Texto de leitura »
Tentei diversas vezes dar partida no carro, porém sem exito. Bateria arriada. Chamei os mecânicos indicados pelo pelo meu amigo Souto.Quando cheguei por volta das 9h na oficina, eles estavam todos dormindo debaixo de uma sombra. Acordei um deles e contei o problema com o carro. Ele me disse que iria ver logo após a siesta, pois tinha acabado de merendar.

Passado um tempo, eles chegaram. Eram três mecânicos e cada um deu um palpite.

- Meu rei! É bateria. Primeira opinião.
- Tem que dar uma carga. Disse o outro.
- Não vai resolver. Tem é que comprar uma bateria nova. Disse o mais experiente.

Terminei indo pela opinião deste último, e comprei a bateria nova, junto com a caixa de voltagem, uma caixa de fusível e lâmpadas de reserva. Com o carro concertado, e já depois de termos feito uma leve refeição, partimos rumo a Brasília. Os primeiros 80km o carro foi sem problema. Respondia bem, não havia sinal de luz de aviso, nenhum defeito. Então eu pisei fundo no acelerador, para descontar o tempo perdido. Segui a viagem a 140km/h.
Antes mesmo de ter rodado 120km, o motor não resistiu e fundiu.
O cheiro de ferro fundido misturado com o de óleo queimado, tomou conta do veículo, e arrancou tosse dos passageiros. Até que ele parasse, foi uma eternidade. Um barulho ensurdecedor que mais parecia um filme de guerra americano cheio de efeitos especiais.

Instrução »
Copie, do relato sobre a pane do carro, o trecho que começa em "Tentei diversas vezes" e termina em "bateria. Primeira opinião.".

Trechos de registros de segmentação:

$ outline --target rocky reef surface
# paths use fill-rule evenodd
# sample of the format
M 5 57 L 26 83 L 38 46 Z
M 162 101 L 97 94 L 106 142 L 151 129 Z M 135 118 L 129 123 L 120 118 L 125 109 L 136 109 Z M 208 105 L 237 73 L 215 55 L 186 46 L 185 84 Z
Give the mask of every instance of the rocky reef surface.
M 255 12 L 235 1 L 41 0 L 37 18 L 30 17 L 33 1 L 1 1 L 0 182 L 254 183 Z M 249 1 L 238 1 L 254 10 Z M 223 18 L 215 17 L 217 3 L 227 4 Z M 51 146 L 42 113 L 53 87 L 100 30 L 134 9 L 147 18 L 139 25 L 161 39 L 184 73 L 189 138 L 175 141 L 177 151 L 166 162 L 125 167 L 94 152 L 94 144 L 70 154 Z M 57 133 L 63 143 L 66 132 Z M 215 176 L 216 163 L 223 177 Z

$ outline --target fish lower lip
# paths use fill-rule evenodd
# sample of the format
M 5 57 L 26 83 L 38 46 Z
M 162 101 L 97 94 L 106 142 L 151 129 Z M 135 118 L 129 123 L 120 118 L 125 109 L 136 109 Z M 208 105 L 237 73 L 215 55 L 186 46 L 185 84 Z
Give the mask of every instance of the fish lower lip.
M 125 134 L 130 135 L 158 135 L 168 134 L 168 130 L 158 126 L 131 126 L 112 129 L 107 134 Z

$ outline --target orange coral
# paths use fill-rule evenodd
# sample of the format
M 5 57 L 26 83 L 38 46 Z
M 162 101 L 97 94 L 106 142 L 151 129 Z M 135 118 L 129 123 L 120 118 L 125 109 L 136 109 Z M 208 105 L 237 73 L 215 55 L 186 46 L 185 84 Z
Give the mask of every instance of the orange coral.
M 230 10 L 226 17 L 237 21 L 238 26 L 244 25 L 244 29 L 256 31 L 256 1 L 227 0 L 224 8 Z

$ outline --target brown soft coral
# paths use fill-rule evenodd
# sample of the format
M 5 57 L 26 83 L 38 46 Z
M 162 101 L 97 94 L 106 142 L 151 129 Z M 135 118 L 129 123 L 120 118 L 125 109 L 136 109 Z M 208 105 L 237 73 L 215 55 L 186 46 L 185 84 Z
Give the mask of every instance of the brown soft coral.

Resultado da tarefa »
Tentei diversas vezes dar partida no carro, porém sem exito. Bateria arriada. Chamei os mecânicos indicados pelo pelo meu amigo Souto.Quando cheguei por volta das 9h na oficina, eles estavam todos dormindo debaixo de uma sombra. Acordei um deles e contei o problema com o carro. Ele me disse que iria ver logo após a siesta, pois tinha acabado de merendar.

Passado um tempo, eles chegaram. Eram três mecânicos e cada um deu um palpite.

- Meu rei! É bateria. Primeira opinião.